SUPPLIED DATA -
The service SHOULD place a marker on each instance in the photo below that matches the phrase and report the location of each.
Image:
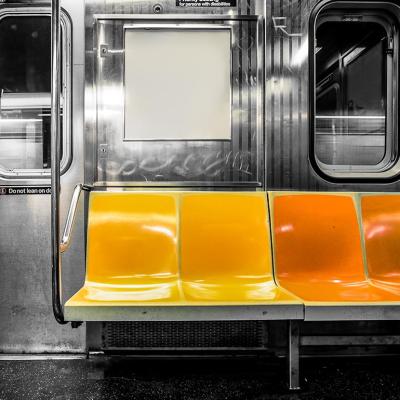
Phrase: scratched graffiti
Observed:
(193, 166)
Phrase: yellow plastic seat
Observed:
(381, 224)
(318, 251)
(179, 256)
(131, 250)
(225, 249)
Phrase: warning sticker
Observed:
(22, 190)
(206, 3)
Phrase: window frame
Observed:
(389, 167)
(39, 176)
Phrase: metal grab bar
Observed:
(69, 223)
(55, 160)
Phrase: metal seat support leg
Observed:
(294, 356)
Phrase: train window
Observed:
(186, 108)
(355, 93)
(25, 95)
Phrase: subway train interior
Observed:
(200, 177)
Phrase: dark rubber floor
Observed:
(344, 378)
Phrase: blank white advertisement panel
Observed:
(177, 84)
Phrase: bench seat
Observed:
(179, 256)
(319, 258)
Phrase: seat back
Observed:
(132, 237)
(225, 237)
(381, 224)
(316, 238)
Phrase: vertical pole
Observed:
(55, 160)
(294, 356)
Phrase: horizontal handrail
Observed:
(69, 223)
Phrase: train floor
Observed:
(119, 378)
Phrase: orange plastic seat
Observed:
(225, 249)
(381, 224)
(318, 250)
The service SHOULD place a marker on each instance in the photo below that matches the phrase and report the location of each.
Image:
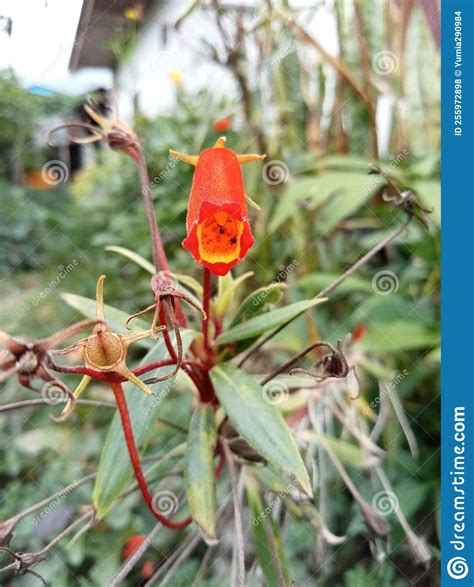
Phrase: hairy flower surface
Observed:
(217, 225)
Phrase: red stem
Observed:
(206, 302)
(135, 459)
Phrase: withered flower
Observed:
(333, 365)
(104, 352)
(401, 197)
(165, 295)
(112, 130)
(32, 360)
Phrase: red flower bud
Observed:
(219, 233)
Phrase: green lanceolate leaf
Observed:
(348, 453)
(258, 422)
(267, 321)
(268, 545)
(115, 471)
(254, 303)
(199, 471)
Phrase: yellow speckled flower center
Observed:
(219, 238)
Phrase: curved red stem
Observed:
(135, 459)
(206, 302)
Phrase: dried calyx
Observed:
(104, 352)
(30, 360)
(164, 306)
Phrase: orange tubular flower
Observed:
(217, 225)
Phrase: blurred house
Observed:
(150, 51)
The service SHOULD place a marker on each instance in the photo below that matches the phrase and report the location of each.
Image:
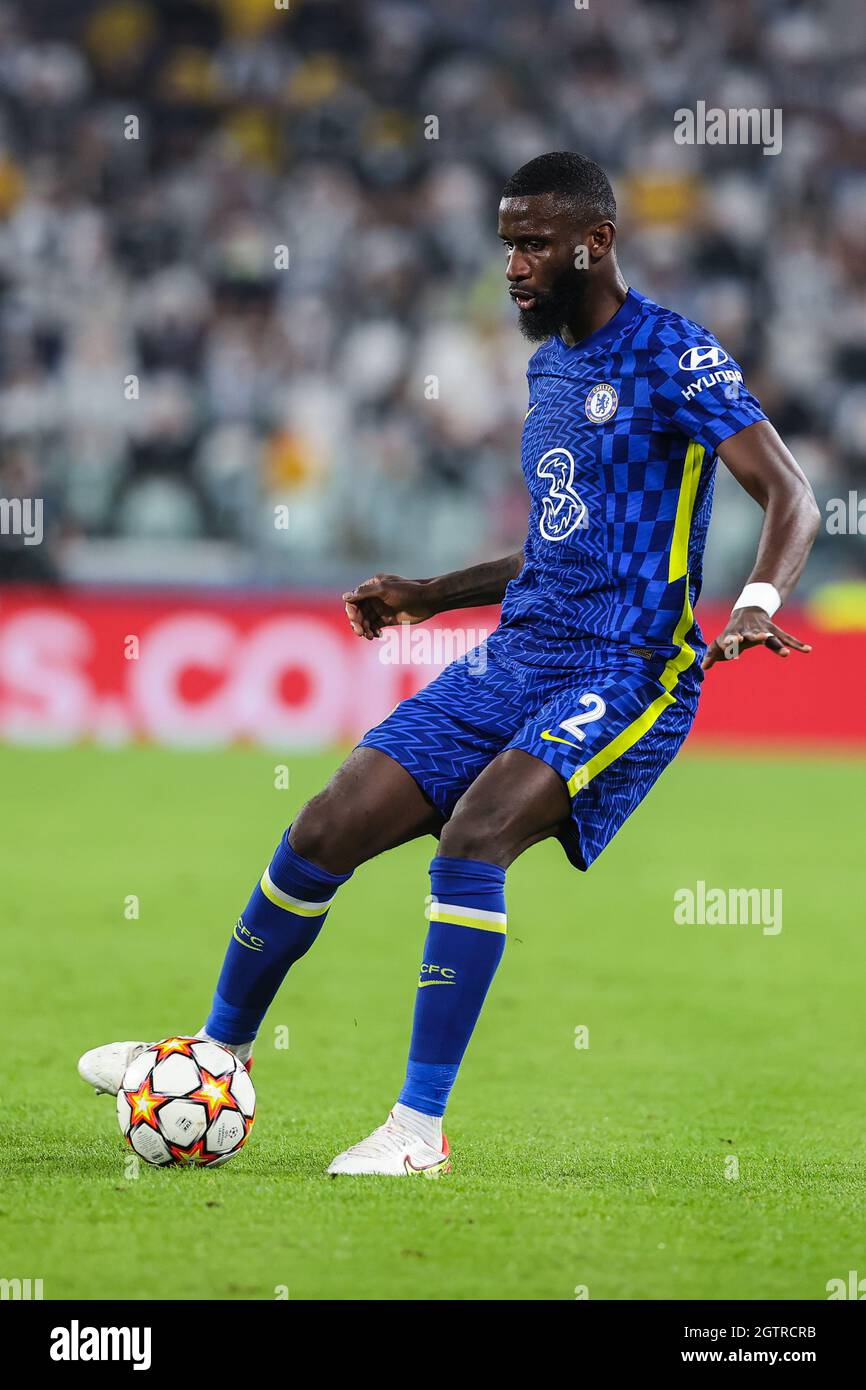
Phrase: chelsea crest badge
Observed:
(601, 403)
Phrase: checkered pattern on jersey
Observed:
(605, 484)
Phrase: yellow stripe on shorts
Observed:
(677, 569)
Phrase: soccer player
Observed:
(563, 720)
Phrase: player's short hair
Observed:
(573, 177)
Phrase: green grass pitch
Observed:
(605, 1166)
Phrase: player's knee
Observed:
(480, 834)
(323, 833)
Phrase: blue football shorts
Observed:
(609, 724)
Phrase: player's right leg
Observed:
(370, 805)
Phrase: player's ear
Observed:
(599, 239)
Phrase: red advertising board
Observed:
(209, 670)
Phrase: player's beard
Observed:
(555, 309)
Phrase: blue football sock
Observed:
(463, 948)
(278, 925)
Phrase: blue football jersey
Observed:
(619, 455)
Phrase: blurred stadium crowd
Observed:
(377, 385)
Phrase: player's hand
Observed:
(751, 627)
(387, 599)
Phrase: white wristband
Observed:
(759, 595)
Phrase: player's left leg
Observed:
(513, 804)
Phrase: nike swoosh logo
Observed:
(246, 944)
(553, 738)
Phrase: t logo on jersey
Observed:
(697, 359)
(562, 510)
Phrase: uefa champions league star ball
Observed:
(186, 1101)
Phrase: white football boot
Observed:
(394, 1151)
(104, 1066)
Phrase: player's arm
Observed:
(387, 599)
(770, 476)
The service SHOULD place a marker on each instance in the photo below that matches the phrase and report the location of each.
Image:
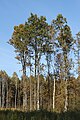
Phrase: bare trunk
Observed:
(54, 94)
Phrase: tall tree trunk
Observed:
(30, 90)
(38, 89)
(54, 93)
(66, 76)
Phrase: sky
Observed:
(15, 12)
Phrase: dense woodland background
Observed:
(50, 59)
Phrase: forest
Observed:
(50, 58)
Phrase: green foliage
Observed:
(39, 115)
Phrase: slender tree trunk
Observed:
(66, 75)
(16, 95)
(38, 89)
(54, 94)
(30, 91)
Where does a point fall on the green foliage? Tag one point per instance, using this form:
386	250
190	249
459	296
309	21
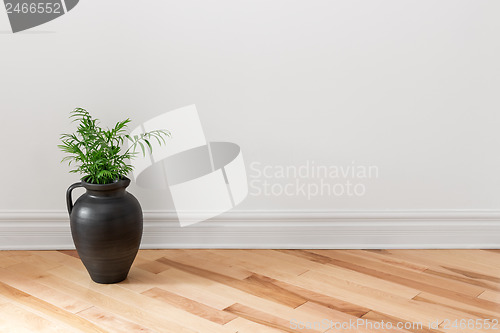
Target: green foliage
97	153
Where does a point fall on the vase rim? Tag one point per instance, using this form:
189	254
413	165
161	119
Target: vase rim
117	184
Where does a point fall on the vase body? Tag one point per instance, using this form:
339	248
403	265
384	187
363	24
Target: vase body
106	225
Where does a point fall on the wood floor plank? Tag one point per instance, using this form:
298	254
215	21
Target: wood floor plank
48	309
242	325
268	266
156	308
384	259
51	295
415	280
198	309
248	285
136	313
372	298
112	322
15	319
266	319
318	298
229	291
209	261
441	258
183	284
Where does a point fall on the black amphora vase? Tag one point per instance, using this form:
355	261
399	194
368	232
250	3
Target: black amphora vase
106	225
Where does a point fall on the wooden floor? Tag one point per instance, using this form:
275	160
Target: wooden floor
256	291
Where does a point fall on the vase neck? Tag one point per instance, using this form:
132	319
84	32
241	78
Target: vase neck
115	189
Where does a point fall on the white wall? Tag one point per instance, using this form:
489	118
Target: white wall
409	86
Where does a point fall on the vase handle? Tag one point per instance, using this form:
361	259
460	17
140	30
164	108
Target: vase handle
69	200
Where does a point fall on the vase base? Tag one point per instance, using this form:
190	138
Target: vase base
106	279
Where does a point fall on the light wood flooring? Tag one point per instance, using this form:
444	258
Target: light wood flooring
254	291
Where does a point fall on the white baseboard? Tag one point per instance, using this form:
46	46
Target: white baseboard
49	230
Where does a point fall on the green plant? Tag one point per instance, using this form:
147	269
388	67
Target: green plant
97	153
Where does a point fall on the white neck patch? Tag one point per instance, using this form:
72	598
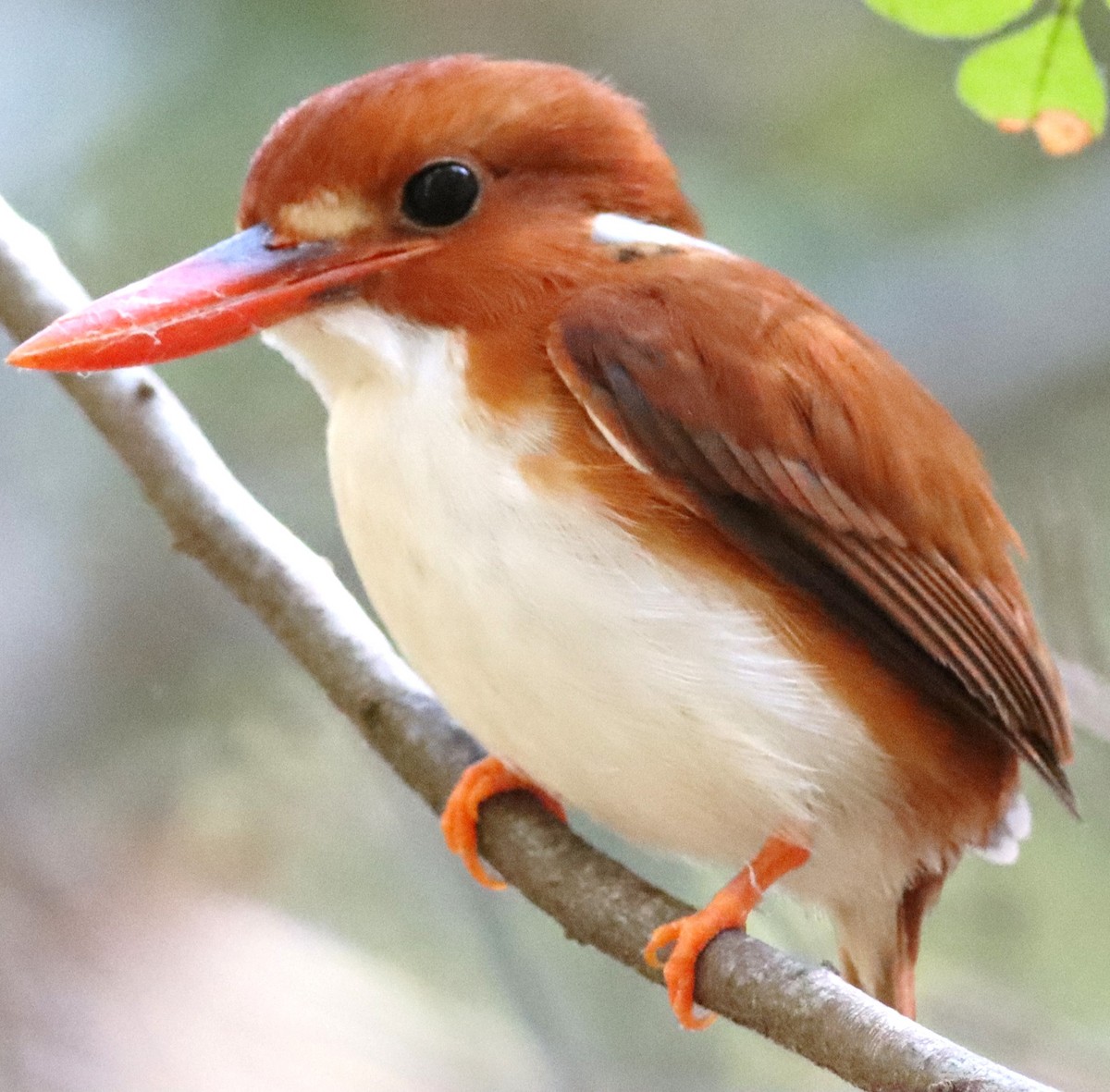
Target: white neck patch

PROBLEM DESCRIPTION - Copy the listing word for word, excluding its pictures.

THE OUTPUT -
The service SHOULD place a marker on each instance in the photo below that matches the phrase and report the location of each.
Image:
Phrase: scratched graffiti
Observed:
(193, 166)
Phrase: yellow plastic seat
Observed:
(381, 224)
(318, 251)
(179, 256)
(131, 250)
(225, 249)
Phrase: warning sticker
Observed:
(22, 190)
(206, 3)
Phrase: window frame
Observed:
(389, 167)
(39, 176)
Phrase: metal grab bar
Observed:
(69, 223)
(55, 160)
Phrase: metal seat support leg
Observed:
(294, 356)
Phrase: train window
Observed:
(186, 108)
(355, 93)
(25, 95)
Phrase: subway train interior
Observed:
(200, 177)
Phrase: dark rubber floor
Observed:
(344, 378)
Phrase: blank white advertisement panel
Observed:
(177, 84)
Phrase: bench seat
Observed:
(179, 256)
(319, 258)
Phrase: seat back
Observed:
(132, 237)
(225, 237)
(381, 224)
(316, 238)
Phrase: vertical pole
Observed:
(55, 160)
(294, 356)
Phrase: horizontal handrail
Observed:
(69, 223)
Phrase: train floor
Observed:
(119, 378)
Phrase: orange plastic seat
Observed:
(225, 249)
(381, 224)
(318, 250)
The service SHOULD place a marker on each instance in the photo below that matches the phrase and report the location of each.
Image:
Phrase: hairy flower surface
Observed:
(217, 225)
Phrase: red stem
Observed:
(206, 302)
(135, 459)
Phrase: withered flower
Observed:
(333, 365)
(104, 352)
(401, 197)
(165, 295)
(112, 130)
(32, 360)
Phrase: red flower bud
Observed:
(219, 233)
Phrase: green lanceolate leaf
Observed:
(348, 453)
(258, 422)
(267, 321)
(268, 545)
(115, 471)
(254, 303)
(199, 471)
Phrase: yellow speckled flower center
Observed:
(219, 238)
Phrase: curved red stem
Observed:
(135, 459)
(206, 302)
Phrase: dried calyx
Observed:
(104, 352)
(30, 360)
(164, 306)
Phrase: orange tubular flower
Observed:
(217, 225)
Phrase: blurred house
Observed:
(150, 51)
The service SHOULD place a marker on each instance in the photo below that matches the phrase and report the location of each.
Image:
Phrase: chelsea crest badge
Observed:
(601, 403)
Phrase: checkered pattern on jersey
Observed:
(605, 484)
Phrase: yellow stripe on shorts
Observed:
(677, 569)
Phrase: soccer player
Observed:
(563, 720)
Phrase: player's short hair
Observed:
(573, 177)
Phrase: green grass pitch
Observed:
(605, 1166)
Phrase: player's knee
Observed:
(480, 834)
(323, 833)
Phrase: blue football shorts
Observed:
(609, 724)
Phrase: player's right leg
Observed:
(370, 805)
Phrase: player's ear
Observed:
(599, 239)
Phrase: red advertising board
Observed:
(209, 670)
Phrase: player's beard
Observed:
(555, 309)
Phrase: blue football sock
Observed:
(463, 948)
(278, 925)
Phrase: blue football jersey
Observed:
(619, 455)
Phrase: blurred stadium crowd
Observed:
(377, 385)
Phrase: player's hand
Observed:
(751, 627)
(387, 599)
Phrase: white wristband
Observed:
(759, 595)
Phrase: player's left leg
Observed:
(513, 804)
Phrase: nike swoosh logo
Observed:
(246, 944)
(553, 738)
Phrase: t logo on jersey
Observed:
(697, 359)
(562, 510)
Phrase: uefa champions league star ball
Observed:
(186, 1101)
Phrase: white football boot
Observed:
(394, 1151)
(104, 1066)
Phrase: player's arm
Observed:
(387, 599)
(770, 476)
The service SHOULD place a marker on each instance in the photo below that matches the phrase and report the location of each.
Image:
Phrase: bare trunk
Observed:
(54, 94)
Phrase: tall tree trunk
Observed:
(30, 90)
(38, 89)
(54, 93)
(66, 76)
Phrase: sky
Observed:
(15, 12)
Phrase: dense woodland background
Observed:
(50, 59)
Phrase: forest
Observed:
(50, 58)
Phrase: green foliage
Observed:
(39, 115)
Phrase: slender tree trunk
Observed:
(66, 75)
(16, 95)
(38, 89)
(54, 94)
(30, 91)
Where does a point fall on the green foliage? Tag one point per instance, using this form:
386	250
190	249
459	296
309	21
Target: green foliage
97	153
Where does a point fall on the vase rim? Tag one point per instance, using this form:
189	254
413	165
161	119
Target: vase rim
117	184
Where does a point fall on the vase body? Tag one point per instance, using this form:
339	248
403	265
384	187
363	24
Target: vase body
106	225
Where does a point fall on the wood floor plank? Tag one point per instance, using this form:
298	254
215	21
Target: wood floor plank
48	309
242	325
268	266
156	308
384	259
51	295
415	280
198	309
248	285
136	313
372	298
112	322
15	319
266	319
318	298
229	291
209	261
441	258
183	284
Where does a point fall on the black amphora vase? Tag one point per instance, using this form:
355	261
399	194
368	232
250	3
Target: black amphora vase
106	225
Where does a point fall on the wooden floor? Tag one point per instance, using this form:
275	160
Target: wooden floor
256	291
Where does a point fall on the vase neck? Tag one point per instance, using this form:
132	319
84	32
241	78
Target: vase neck
115	189
Where does a point fall on the white wall? Tag one point per instance, using this form:
489	118
Target: white wall
409	86
Where does a point fall on the vase handle? Tag one point per instance, using this form:
361	259
460	17
140	30
164	108
Target: vase handle
69	200
Where does a point fall on the vase base? Tag one point per instance, using this form:
190	138
Target: vase base
106	279
Where does a point fall on the light wood flooring? Tag one point per instance, using this form:
444	258
Target: light wood flooring
254	291
Where does a point fall on the white baseboard? Tag one point per instance, using this form:
46	46
Target: white baseboard
49	230
Where does a point fall on the green plant? Tag one point per instance, using this form:
147	269
388	67
Target: green plant
97	153
Where does a point fall on the white neck patch? Tag one point per instance, using this form:
72	598
Target: white neck patch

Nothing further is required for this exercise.